◆ Tarefa a realizar:
Prolongue o texto sobre o livro «Moçambique – Para a minha mãe lembrar como foi», a partir da última frase apresentada.

◆ Excerto selecionado:
###

Opinião: Moçambique – Para a minha mãe lembrar como foi, de Manuela Gonzaga

Moçambique – Para a minha mãe lembrar como foi

Manuela Gonzaga

Editora: Bertrand

Sinopse: Que África era aquela, quando Portugal era «só um – do Minho a Timor»? Manuela Gonzaga começa por nos levar de Lisboa a Nacala numa maravilhosa travessia oceânica a bordo do paquete Império. Dali, com a família, partiu para a mais remota província da então Província Ultramarina de Moçambique, Vila Cabral, actual Lichinga, onde viveram durante algum tempo. Através da descrição dos quotidianos do Niassa, depois do esbraseante calor de Tete, a seguir na Beira, e mais tarde em Lourenço Marques, Maputo, a autora revive, por dentro, toda uma época, num exercício que começou por ser um lenitivo para mitigar a solidão da mãe cujas memórias se têm vindo a dissolver inexoravelmente. Foi a própria mãe, a quem estas narrativas acordam reminiscências luminosas e felizes de tempos pretéritos no seu Moçambique adorado, que lhe pediu que as transformasse no livro que agora chega a público.

###

Entradas de dados guardadas:

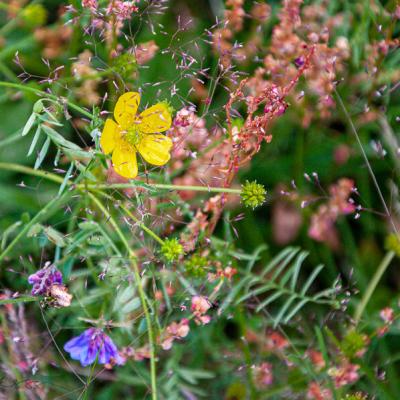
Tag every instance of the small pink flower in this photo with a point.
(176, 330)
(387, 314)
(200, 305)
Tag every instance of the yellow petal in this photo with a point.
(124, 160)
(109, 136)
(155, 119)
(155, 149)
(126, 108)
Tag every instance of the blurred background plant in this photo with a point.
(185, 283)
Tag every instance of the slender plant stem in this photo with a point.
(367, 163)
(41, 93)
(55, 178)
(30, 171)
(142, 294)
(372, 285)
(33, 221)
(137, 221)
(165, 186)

###

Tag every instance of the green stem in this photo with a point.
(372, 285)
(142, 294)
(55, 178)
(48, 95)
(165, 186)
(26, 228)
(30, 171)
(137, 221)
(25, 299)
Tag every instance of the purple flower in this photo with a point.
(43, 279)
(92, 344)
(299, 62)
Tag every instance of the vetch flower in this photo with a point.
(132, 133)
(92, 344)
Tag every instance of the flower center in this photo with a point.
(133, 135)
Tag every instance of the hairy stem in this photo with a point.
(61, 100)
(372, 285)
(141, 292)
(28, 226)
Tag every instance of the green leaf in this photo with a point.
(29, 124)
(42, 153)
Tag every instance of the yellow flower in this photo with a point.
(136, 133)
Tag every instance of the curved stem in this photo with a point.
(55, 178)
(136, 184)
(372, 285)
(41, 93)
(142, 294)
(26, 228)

###

◆ Resposta escrita:
Opinião: Enquanto leitora, ler registos autobiográficos é algo que faço sempre com alguma cautela. Não que ache que este tipo de narrativa seja mau, mas porque não é um género que normalmente consiga apreciar devidamente. Ainda assim, e por todo o percurso de um ramo da minha família, achei que Moçambique – Para a mãe lembrar como foi devia ser um registo com o qual me fosse fácil ligar, e que me suscitou muita curiosidade. Os vários percursos e destinos, que muitas vezes a nossa vida toma, conseguem afectar não só a nossa existência como a de quem nos rodeia. Ao acompanhar Manuela Gonzaga ao longo daqueles anos todos e pelos diversos locais de Moçambique, senti que, de facto, já vivemos tempos muito difíceis, mas que a força de algumas pessoas foi, certamente, inspiradora, tal como este livro o é.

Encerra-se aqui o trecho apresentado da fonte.